■ **Trecho apresentado**
=======
Coletivo Tururu: Todos os anos, o 8M é marcado por várias marchas no país inteiro. Este ano, com a pandemia, teremos que nos adaptar no formato das manifestações, visto que o risco de contaminação pelo COVID-19 só tem aumentado. Diante disso, você poderia explicar como será o evento deste e quais são os eixos discutidos e os porquês deles terem sido evidenciados? 

Mônica Oliveira: Este ano, com certeza foi um grande desafio para nós montar o ato unificado do 8 de março. Recife tem uma tradição muito interessante e bonita que é o fato de a gente fazer um ato unificado que envolve em torno de 30 a 40 coletivos, organizações e setoriais de mulheres, de diferentes instituições e movimentos. Apesar dos empecilhos, deste ano, avalio que foi um processo muito positivo. Nós fizemos várias plenárias, com participação de mais de 80 mulheres e isso é muito positivo porque demonstrou um esforço e um movimento muito importante do conjunto de mulheres que estava voltada para realizar o 8M da melhor maneira possível, considerando as restrições da pandemia. Até a última semana fevereiro, estávamos trabalhando com a proposta de fazer diferentes formatos como: pequenos atos, de 10 a 15 mulheres, em alguns lugares a fim de ter uma presença de rua no 8M, mas no início de março, quando o Governador anunciou as restrições e o toque de recolher, resolvemos não fazer mais os atos de rua. Fizemos uma consulta democrática e alguns coletivos mantiveram os seus atos de rua, mesmo que fossem de pequeno porte.

A Rede de Mulheres Negras de Pernambuco desistiu completamente de fazer atos de rua. Em contrapartida, nos dedicamos, exclusivamente, às atividades online nas redes sociais. Depois dessa última reunião, fizemos um investimento em lambes, faixas, grafites, bandeiras. O lema deste ano é “Feministas pela vida, contra o Governo da Morte. Fora Bolsonaro e Mourão!” Fizemos bandeiras e lambes com esta frase e distribuímos em vários territórios como: Igarassu, Jaboatão, Paulista, Olinda. Muitas comunidades se envolveram a partir dos coletivos e no 8M à noite, rolou a live, que é política e cultural, teve a participação de artistas dos movimentos, mulheres de várias idades, perfis que estão apresentando seus talentos, bem como a discussão política, pois nós, feministas, precisamos fazer nossa discussão política sempre. Muita ação de artevismo, de fazer política pela cultura. Foi muito desafiador, difícil, sobretudo, pelo número elevado de mulheres no formato online, mas deu muito certo, ficou muito bonito e politizado. Ficamos muito satisfeitas com os resultados!    

 Coletivo Tururu: Qual recado você daria as mulheres pretas que estão lendo esta entrevista?

 Mônica Oliveira: Precisamos estar cada vez mais unidas. A ação coletiva é a única forma da gente fazer enfrentamento ao racismo, ao patriarcado, ao capitalismo ultra e neoliberal que tem massacrado as nossas vidas. Estar em coletivos, em movimentos, fazer ação conjunta são alternativas possíveis para a nossa luta contra as desigualdades, as violências e as formas de opressão. Eu desejo que todas as mulheres se afirmem cada vez mais como mulheres, especialmente, as negras. Afirmem a sua negritude, seu pertencimento. É importante demais, a gente entender que esse pertencimento a ancestralidade significa que nós somos continuidade da luta de muitas que vieram antes de nós. Nós somos continuidade daquelas mulheres, escravas de ganho, que ajudaram nos processos de abolição, nas fugas de escravos, na construção de quilombos, desde o início desta nossa luta. Somos continuidade da Lélia Gonzales, da Beatriz Nascimento, destas muitas que vieram antes de nós. Estamos nesta construção permanente de uma sociedade diferente, em que o bem viver de todas nós seja algo importante e garantido, vale muito a pena fazer parte do movimento, da luta, sempre.
=======
■ **Material fornecido**
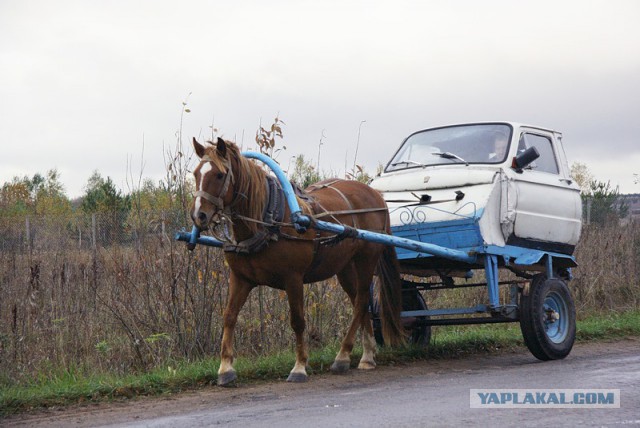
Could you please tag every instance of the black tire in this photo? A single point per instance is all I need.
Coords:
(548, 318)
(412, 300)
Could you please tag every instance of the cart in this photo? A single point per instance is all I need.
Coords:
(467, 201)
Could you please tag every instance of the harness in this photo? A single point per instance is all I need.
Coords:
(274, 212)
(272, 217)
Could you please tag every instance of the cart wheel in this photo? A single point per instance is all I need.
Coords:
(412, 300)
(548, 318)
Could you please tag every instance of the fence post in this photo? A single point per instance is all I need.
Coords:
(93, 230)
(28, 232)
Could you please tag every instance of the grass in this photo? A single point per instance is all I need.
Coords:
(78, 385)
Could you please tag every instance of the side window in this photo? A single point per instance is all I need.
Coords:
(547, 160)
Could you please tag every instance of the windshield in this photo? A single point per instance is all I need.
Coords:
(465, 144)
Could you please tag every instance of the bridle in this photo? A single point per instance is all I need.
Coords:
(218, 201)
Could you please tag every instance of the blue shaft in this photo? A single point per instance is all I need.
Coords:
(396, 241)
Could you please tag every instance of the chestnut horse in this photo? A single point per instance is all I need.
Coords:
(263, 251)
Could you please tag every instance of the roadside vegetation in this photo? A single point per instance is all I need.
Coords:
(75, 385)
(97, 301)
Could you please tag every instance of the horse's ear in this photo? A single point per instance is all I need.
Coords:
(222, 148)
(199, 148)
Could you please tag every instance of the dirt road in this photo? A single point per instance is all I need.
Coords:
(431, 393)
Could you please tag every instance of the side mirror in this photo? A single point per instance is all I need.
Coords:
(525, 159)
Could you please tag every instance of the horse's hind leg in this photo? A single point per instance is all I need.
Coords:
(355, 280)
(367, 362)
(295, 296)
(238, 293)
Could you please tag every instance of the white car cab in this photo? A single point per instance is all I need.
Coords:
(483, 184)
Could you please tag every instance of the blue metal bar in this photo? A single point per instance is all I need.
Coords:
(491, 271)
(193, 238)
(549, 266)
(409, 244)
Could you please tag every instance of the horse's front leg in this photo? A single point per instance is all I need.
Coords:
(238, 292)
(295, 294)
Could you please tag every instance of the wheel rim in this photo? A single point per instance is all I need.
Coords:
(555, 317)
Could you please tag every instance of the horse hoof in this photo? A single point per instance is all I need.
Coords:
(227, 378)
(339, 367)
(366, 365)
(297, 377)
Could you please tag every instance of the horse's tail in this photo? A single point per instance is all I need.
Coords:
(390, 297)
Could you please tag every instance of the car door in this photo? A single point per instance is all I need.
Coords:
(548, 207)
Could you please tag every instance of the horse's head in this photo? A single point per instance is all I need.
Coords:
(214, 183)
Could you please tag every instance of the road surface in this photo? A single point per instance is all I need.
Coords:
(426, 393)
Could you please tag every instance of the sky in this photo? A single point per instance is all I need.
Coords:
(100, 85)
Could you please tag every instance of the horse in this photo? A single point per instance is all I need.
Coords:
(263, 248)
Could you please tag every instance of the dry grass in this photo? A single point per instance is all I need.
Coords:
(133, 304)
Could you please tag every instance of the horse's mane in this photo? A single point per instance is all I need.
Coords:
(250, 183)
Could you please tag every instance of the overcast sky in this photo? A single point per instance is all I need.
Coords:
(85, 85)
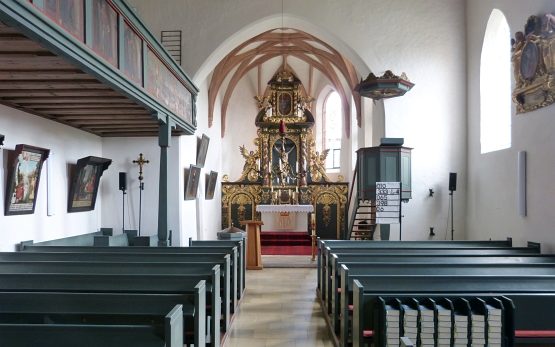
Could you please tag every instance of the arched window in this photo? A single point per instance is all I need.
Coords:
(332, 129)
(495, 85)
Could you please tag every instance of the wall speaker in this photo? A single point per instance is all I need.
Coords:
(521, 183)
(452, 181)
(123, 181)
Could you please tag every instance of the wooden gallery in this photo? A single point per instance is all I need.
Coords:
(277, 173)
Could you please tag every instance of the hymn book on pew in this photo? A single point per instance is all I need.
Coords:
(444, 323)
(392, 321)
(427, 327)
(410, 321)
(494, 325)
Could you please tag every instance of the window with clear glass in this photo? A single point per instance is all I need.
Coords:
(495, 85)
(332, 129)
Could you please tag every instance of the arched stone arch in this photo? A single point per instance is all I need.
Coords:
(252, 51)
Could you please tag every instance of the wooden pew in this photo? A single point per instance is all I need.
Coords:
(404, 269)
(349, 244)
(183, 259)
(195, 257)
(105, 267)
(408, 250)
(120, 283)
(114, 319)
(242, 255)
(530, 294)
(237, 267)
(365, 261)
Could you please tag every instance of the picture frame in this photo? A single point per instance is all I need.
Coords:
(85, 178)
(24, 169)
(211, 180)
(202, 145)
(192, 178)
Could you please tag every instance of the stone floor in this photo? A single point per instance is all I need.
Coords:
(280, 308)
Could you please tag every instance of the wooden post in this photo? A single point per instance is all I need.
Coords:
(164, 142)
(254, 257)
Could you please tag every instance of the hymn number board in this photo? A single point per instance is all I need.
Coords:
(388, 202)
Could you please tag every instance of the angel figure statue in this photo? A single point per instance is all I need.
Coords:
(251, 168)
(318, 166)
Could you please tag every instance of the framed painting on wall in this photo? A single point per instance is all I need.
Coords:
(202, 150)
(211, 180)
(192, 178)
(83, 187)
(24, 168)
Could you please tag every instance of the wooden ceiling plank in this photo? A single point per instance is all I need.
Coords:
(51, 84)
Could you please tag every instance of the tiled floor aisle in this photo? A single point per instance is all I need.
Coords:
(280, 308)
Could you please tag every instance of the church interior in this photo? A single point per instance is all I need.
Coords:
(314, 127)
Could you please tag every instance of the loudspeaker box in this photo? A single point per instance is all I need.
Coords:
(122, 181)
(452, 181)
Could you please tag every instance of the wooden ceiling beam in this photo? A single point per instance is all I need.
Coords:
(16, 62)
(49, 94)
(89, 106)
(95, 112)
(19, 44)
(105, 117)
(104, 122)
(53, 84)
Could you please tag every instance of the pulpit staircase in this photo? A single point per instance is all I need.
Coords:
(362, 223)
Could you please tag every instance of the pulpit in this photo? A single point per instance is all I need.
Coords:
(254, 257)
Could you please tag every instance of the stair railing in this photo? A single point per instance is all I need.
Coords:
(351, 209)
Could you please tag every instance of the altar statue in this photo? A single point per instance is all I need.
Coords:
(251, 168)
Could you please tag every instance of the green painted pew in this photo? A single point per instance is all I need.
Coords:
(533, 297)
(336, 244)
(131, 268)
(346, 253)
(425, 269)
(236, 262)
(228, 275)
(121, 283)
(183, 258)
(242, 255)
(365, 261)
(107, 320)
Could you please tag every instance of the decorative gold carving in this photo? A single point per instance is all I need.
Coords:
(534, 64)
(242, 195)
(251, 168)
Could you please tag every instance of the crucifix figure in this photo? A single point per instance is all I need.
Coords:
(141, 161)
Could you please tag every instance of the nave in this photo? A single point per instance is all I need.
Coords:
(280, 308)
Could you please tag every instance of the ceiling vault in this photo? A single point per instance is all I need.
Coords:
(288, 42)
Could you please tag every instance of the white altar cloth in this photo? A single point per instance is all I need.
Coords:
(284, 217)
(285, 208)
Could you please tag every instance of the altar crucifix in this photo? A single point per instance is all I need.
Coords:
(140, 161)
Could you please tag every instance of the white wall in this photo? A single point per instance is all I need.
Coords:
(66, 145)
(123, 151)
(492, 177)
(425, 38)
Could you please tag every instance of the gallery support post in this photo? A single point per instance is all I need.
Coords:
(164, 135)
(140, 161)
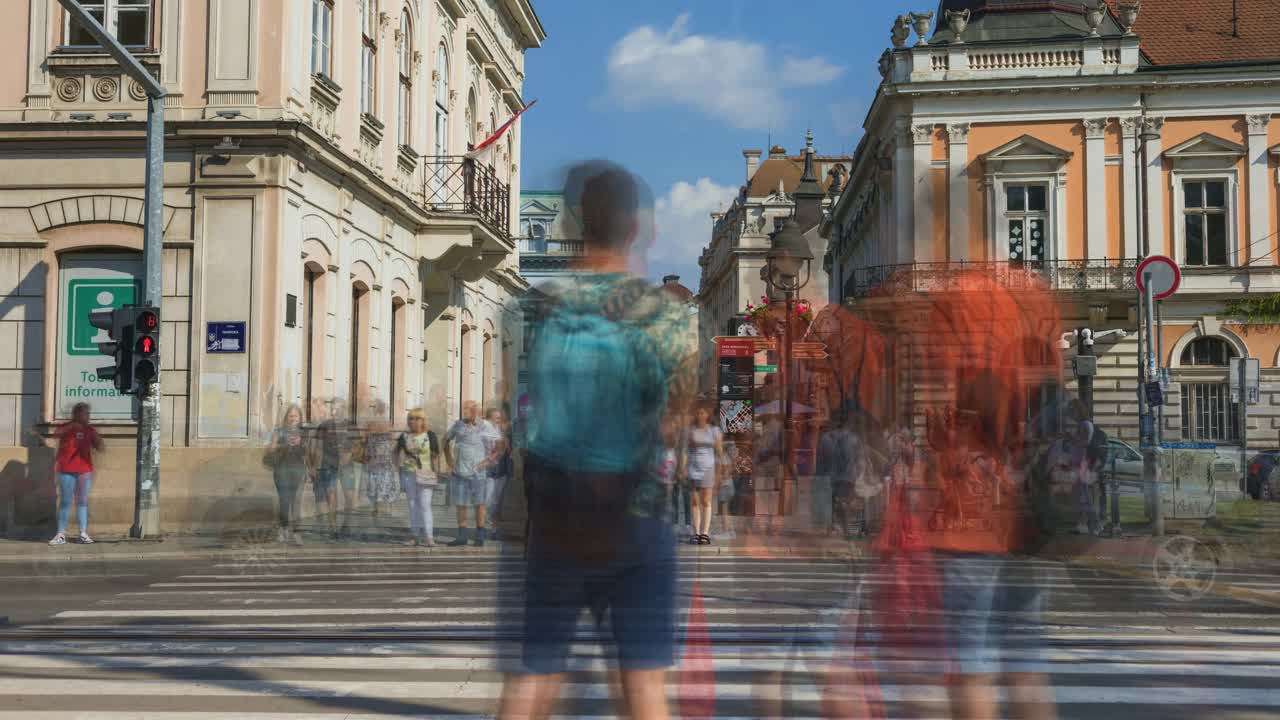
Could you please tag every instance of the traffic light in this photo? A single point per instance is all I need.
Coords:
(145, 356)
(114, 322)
=======
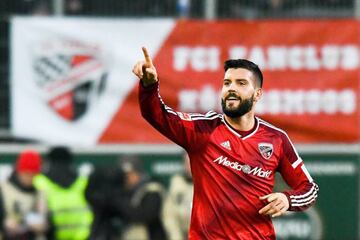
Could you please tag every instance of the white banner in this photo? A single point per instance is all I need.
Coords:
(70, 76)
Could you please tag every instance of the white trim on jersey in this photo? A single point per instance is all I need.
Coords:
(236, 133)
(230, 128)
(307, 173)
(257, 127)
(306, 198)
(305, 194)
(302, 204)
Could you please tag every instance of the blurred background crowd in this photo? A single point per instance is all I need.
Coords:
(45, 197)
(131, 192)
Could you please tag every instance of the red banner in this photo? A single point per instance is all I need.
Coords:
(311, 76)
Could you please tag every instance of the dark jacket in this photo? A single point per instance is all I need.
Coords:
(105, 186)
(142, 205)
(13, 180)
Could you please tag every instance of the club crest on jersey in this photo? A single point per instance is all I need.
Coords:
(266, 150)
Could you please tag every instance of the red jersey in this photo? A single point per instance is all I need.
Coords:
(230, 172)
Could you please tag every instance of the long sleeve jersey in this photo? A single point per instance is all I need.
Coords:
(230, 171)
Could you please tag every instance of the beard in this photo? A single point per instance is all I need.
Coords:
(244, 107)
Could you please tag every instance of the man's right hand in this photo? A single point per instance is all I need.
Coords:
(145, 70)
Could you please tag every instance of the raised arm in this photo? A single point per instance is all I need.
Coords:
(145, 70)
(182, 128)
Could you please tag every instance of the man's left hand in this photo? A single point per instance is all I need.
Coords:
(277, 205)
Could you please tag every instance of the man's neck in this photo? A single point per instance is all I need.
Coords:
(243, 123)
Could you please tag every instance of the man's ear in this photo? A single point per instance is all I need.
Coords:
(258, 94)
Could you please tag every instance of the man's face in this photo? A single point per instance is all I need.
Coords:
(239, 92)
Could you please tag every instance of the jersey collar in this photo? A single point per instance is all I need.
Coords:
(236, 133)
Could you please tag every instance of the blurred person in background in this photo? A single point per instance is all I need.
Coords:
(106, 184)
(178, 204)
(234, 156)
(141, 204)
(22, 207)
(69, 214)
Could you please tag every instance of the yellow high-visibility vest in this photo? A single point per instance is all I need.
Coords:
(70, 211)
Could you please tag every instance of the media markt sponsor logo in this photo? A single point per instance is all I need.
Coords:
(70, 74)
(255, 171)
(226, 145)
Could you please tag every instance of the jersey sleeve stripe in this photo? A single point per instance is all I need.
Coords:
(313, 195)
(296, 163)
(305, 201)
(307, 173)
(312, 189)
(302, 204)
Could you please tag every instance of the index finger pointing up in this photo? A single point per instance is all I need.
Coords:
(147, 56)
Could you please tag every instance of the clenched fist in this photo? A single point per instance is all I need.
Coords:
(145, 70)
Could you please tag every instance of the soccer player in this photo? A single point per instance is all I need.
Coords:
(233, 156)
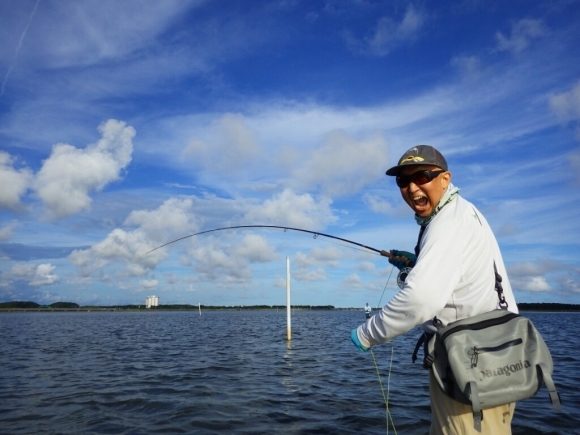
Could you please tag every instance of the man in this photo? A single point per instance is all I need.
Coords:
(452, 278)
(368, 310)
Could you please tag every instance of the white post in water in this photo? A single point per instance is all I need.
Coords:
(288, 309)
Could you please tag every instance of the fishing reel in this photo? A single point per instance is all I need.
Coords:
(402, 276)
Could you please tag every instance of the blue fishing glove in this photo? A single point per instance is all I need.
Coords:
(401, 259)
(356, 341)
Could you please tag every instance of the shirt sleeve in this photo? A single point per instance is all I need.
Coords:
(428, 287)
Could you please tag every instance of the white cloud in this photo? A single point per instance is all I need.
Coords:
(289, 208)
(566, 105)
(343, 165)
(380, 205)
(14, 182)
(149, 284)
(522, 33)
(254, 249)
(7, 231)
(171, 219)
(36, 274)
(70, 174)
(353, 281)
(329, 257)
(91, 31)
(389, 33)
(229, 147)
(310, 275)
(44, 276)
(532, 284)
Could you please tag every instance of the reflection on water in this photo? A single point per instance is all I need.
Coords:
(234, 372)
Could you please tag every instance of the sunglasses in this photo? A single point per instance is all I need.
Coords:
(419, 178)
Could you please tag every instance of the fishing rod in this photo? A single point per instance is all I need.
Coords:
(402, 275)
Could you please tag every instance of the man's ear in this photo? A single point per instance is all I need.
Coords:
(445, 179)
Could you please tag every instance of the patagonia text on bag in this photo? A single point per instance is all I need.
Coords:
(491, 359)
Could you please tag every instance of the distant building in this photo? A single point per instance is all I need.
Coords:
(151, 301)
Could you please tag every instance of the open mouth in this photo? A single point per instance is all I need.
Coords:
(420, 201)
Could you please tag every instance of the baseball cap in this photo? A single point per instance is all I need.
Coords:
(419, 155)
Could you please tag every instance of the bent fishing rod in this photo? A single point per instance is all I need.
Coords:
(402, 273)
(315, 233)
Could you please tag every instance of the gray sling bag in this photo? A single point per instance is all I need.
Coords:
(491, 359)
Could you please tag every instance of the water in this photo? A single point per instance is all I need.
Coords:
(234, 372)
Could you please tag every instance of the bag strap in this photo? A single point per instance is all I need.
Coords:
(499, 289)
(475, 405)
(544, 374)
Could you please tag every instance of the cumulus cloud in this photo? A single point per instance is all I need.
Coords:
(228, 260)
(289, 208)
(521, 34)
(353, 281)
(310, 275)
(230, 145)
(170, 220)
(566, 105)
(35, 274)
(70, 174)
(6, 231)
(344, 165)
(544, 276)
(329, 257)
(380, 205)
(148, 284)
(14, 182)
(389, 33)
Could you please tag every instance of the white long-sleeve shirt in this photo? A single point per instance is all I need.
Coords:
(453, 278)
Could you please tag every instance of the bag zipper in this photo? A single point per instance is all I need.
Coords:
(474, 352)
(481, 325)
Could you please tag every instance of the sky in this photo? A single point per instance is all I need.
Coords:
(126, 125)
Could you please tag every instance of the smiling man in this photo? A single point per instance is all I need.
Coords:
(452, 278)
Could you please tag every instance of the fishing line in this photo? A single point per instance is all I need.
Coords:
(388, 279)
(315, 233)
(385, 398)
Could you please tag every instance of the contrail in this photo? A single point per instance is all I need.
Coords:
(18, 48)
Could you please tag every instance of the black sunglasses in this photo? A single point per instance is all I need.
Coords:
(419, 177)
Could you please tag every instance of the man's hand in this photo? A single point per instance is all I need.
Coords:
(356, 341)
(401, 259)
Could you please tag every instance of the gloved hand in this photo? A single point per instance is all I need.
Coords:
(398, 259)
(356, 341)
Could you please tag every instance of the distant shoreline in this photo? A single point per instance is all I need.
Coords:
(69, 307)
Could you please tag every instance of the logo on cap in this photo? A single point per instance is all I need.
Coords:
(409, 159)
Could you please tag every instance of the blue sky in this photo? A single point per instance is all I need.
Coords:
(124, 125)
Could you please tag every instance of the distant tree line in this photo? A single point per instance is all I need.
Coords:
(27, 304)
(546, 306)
=======
■ **Tarefas**
**A.** Imprima a parte da entrevista sobre o 8M que começa nas palavras "Coletivo Tururu: Todos" e termina após "terem sido evidenciados?".
**B.** Diga se cada afirmação concorda com a entrevista sobre o 8M, respondendo sim ou não e citando literalmente as palavras decisivas: (i) O ato unificado de Recife envolve de 30 a 40 coletivos, organizações e setoriais de mulheres. (ii) A Rede de Mulheres Negras de Pernambuco manteve pequenos atos de rua no 8M. (iii) A live do 8M aconteceu à tarde.

■ **Respostas**
**A.**
Coletivo Tururu: Todos os anos, o 8M é marcado por várias marchas no país inteiro. Este ano, com a pandemia, teremos que nos adaptar no formato das manifestações, visto que o risco de contaminação pelo COVID-19 só tem aumentado. Diante disso, você poderia explicar como será o evento deste e quais são os eixos discutidos e os porquês deles terem sido evidenciados?

**B.**
(i) Sim: "envolve em torno de 30 a 40 coletivos, organizações e setoriais de mulheres".
(ii) Não: "A Rede de Mulheres Negras de Pernambuco desistiu completamente de fazer atos de rua."
(iii) Não: "no 8M à noite, rolou a live".